Task prompt: Repeat all entries exactly.
** start of Supplied records **
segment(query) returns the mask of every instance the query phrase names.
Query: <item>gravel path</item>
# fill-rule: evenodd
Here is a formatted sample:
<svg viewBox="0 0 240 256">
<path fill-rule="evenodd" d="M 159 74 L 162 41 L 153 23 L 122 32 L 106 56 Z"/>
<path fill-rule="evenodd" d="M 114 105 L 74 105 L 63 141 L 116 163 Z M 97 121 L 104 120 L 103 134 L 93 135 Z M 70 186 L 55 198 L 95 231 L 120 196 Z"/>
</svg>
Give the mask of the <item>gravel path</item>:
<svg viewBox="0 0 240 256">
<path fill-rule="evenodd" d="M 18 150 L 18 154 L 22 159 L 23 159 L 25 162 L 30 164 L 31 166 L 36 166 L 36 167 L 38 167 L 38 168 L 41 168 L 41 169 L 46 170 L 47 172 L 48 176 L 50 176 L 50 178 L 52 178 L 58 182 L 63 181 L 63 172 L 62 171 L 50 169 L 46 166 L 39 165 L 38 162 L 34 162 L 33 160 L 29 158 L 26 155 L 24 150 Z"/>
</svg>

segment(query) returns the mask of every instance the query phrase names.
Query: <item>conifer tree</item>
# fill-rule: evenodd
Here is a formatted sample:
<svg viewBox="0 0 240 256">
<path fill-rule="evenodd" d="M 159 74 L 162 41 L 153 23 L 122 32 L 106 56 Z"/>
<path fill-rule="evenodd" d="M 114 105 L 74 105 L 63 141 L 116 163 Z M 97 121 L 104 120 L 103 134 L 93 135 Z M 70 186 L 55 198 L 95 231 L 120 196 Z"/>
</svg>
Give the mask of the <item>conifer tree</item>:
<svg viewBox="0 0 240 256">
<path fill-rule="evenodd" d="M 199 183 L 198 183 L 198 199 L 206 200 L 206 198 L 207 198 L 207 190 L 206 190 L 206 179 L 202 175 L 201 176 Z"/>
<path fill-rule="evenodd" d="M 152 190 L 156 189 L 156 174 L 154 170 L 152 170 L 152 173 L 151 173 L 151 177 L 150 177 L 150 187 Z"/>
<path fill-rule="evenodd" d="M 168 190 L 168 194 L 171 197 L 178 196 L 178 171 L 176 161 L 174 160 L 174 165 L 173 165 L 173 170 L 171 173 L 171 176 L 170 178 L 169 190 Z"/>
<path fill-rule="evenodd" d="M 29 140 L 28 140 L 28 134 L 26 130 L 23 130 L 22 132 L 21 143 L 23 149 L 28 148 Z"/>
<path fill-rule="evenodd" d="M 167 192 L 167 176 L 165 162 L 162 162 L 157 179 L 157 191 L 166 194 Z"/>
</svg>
** end of Supplied records **
Solution to this problem:
segment(query) returns the mask of every instance the query phrase names.
Query: <item>gravel path</item>
# fill-rule: evenodd
Here is a formatted sample:
<svg viewBox="0 0 240 256">
<path fill-rule="evenodd" d="M 159 74 L 162 41 L 153 23 L 122 32 L 106 56 Z"/>
<path fill-rule="evenodd" d="M 114 105 L 74 105 L 63 141 L 116 163 Z M 97 121 L 104 120 L 103 134 L 93 135 Z M 70 186 L 55 198 L 95 231 L 120 196 Z"/>
</svg>
Give the mask of the <item>gravel path</item>:
<svg viewBox="0 0 240 256">
<path fill-rule="evenodd" d="M 18 150 L 18 154 L 22 159 L 23 159 L 25 162 L 30 164 L 31 166 L 36 166 L 36 167 L 38 167 L 38 168 L 41 168 L 41 169 L 46 170 L 47 172 L 48 176 L 50 176 L 50 178 L 52 178 L 58 182 L 63 181 L 63 172 L 62 171 L 50 169 L 46 166 L 39 165 L 38 162 L 34 162 L 33 160 L 29 158 L 26 155 L 24 150 Z"/>
</svg>

segment(query) returns the mask of every instance the query phrase names.
Query: <item>conifer tree</item>
# fill-rule: evenodd
Here is a formatted sample:
<svg viewBox="0 0 240 256">
<path fill-rule="evenodd" d="M 159 74 L 162 41 L 153 23 L 122 32 L 106 56 Z"/>
<path fill-rule="evenodd" d="M 114 105 L 74 105 L 63 141 L 116 163 Z M 97 121 L 104 120 L 103 134 L 93 135 Z M 70 186 L 55 198 L 95 231 L 120 196 Z"/>
</svg>
Give the mask of the <item>conifer tree</item>:
<svg viewBox="0 0 240 256">
<path fill-rule="evenodd" d="M 199 183 L 198 183 L 198 199 L 206 200 L 206 198 L 207 198 L 207 190 L 206 190 L 206 179 L 202 175 L 201 176 Z"/>
<path fill-rule="evenodd" d="M 152 190 L 156 189 L 156 174 L 154 170 L 152 170 L 152 173 L 151 173 L 151 177 L 150 177 L 150 187 Z"/>
<path fill-rule="evenodd" d="M 168 190 L 168 194 L 171 197 L 178 196 L 178 171 L 176 161 L 174 160 L 174 165 L 173 165 L 173 170 L 171 173 L 171 176 L 170 178 L 169 190 Z"/>
<path fill-rule="evenodd" d="M 29 140 L 28 140 L 28 134 L 26 130 L 23 130 L 22 132 L 21 143 L 23 149 L 28 148 Z"/>
<path fill-rule="evenodd" d="M 167 192 L 167 176 L 165 162 L 162 162 L 157 179 L 157 191 L 166 194 Z"/>
</svg>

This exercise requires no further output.